Commander’s Column: Prevent suicide: encourage others to seek help

Suicide is a subject that we, as members of the military community, do not really talk about on a daily basis. Perhaps it is because it typically does not happen to people we know. 

But that’s not exactly the case.
The Army has lost 170 Soldiers to suicide so far this year, and although you may not have known them personally, they were not total strangers.

They may have served under your command, shared your military occupational specialty, worn the same combat patch or served on the same Forward Operating Base.

They were part of the Army Family — our brothers and sisters in arms.
The Army’s commitment to the health and well-being of our Soldiers is unwavering. We will never stop doing all we can to connect our Army Family members with quality care.

To emphasize this commitment, the Army is joining the nation in observing National Suicide Prevention Month in September. The Army’s observance will use “Shoulder to Shoulder: I Will Never Quit on Life” as its theme this year, to emphasize the Army’s commitment and the responsibility we all have to reach out and help our fellow Soldiers, family members and civilian employees.

The Army recently released the Health Promotion Risk Reduction Suicide Prevention Report, which offers a comprehensive look at one of the most troubling issues Army leaders face. The report is indicative of the Army’s willingness to hold itself accountable for our shortcomings and our commitment to overcoming them. 

The report is clear. Leaders and NCOs absolutely must do a better job at identifying our Soldiers who are at risk. By taking the time to get to know our Army Family members and stepping in when we see warning signs, we can help reduce suffering and emotional pain.

We must continue our efforts to create an environment where it’s OK to ask for help. 

The perceived stigma associated with seeking behavioral health treatment represents a very real barrier as the Army strives to care for its people.

==*==

[Exercise set]
- A) In the commander's column on suicide prevention, what theme is the Army using for its National Suicide Prevention Month observance?
- B) Please pick up the commander's column on suicide prevention right after its last sentence and continue it.

[Input data]
==*==

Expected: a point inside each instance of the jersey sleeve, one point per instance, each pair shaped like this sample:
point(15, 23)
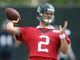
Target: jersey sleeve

==*==

[Answers]
- A) "Shoulder to Shoulder: I Will Never Quit on Life"

- B)
Here in U.S. Army Garrison Stuttgart, our team of behavioral health and health care providers, chaplains and substance abuse professionals have scheduled activities to address the five dimensions of strength as outlined by the Comprehensive Soldier Fitness program.

Free yoga classes will address physical fitness. Dr. Eric Leong, the chief of the Stuttgart Behavioral Health clinic, will address the social fitness dimension through several interviews on AFN Heidelberg throughout the month.

Resiliency training for families will address the family fitness aspect of CSF, while our chaplains will offer special prayers and homilies in their services to enhance spiritual fitness. Assist-Care-Escort training for all Soldiers and civilians will touch on emotional fitness.

The Army is a special family. There is always someone there to listen and help, whether it’s a battle buddy, chaplain, or a behavioral health specialist.

Army Family members can also turn to the Military One Source and the CSF program websites for more information, or talk with Military Family Life Consultants for free and confidential counseling. 

It’s not a symbol of weakness. Seeking help when you’re feeling distressed is a sign of strength and courage.